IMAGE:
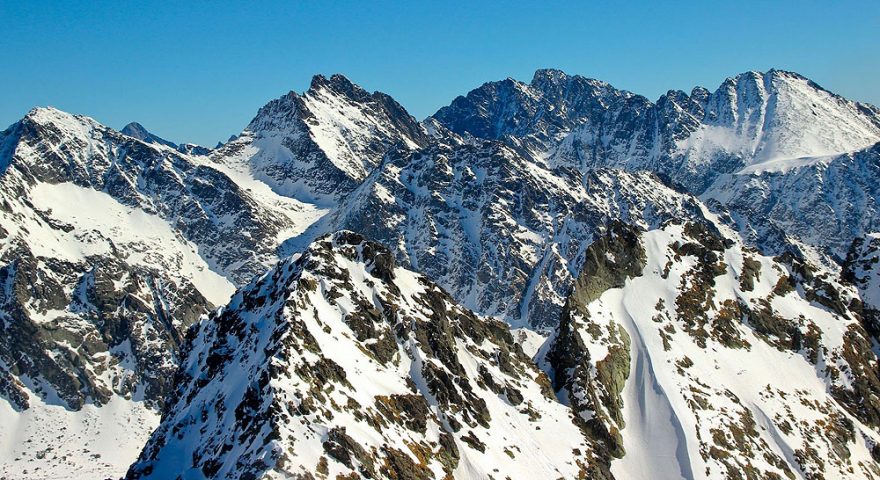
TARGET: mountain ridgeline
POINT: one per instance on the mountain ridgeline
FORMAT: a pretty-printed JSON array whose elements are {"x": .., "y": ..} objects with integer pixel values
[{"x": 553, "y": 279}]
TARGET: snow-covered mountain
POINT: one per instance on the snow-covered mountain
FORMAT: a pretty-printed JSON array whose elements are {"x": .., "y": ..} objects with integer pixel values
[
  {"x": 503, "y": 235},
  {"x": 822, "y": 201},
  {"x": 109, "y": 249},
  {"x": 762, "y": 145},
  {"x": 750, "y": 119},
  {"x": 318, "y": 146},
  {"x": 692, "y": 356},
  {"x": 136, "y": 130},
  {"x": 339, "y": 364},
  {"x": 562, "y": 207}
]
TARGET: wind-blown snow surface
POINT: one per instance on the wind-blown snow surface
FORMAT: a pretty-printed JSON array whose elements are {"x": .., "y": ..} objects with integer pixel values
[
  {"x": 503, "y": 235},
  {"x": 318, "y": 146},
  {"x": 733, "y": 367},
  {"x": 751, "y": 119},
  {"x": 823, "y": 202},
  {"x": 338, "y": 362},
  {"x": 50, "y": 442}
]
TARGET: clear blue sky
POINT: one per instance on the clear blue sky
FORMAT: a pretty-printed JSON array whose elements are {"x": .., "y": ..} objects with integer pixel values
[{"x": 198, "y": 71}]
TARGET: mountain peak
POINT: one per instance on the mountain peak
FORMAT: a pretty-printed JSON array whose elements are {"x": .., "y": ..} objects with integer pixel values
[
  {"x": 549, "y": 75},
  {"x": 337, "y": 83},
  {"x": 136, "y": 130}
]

* * *

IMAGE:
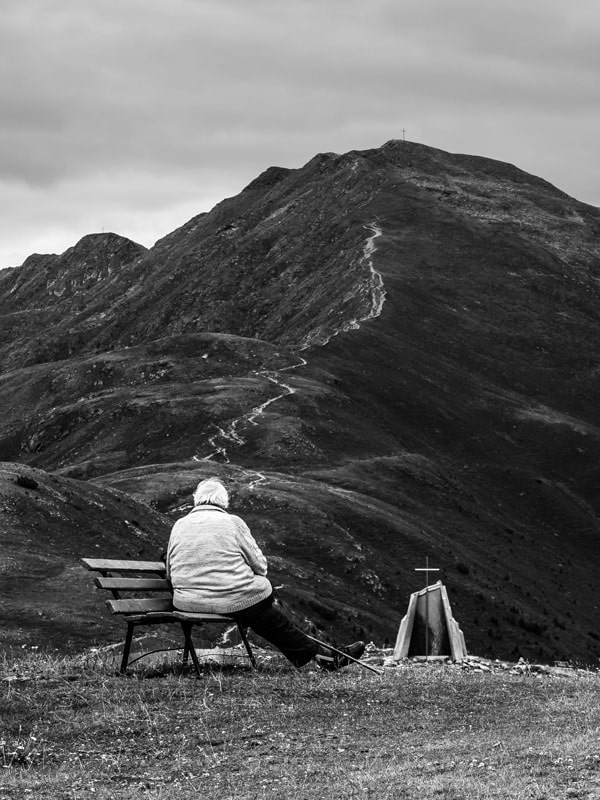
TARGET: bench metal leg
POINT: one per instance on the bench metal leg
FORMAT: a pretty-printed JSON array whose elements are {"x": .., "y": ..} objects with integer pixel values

**GOAL OF THE EXERCISE:**
Copy out each line of the records where the string "peak" appears.

**SOLUTION TO THE EXERCISE:**
TARGET: mountain peak
POINT: one per instance on the mountain peak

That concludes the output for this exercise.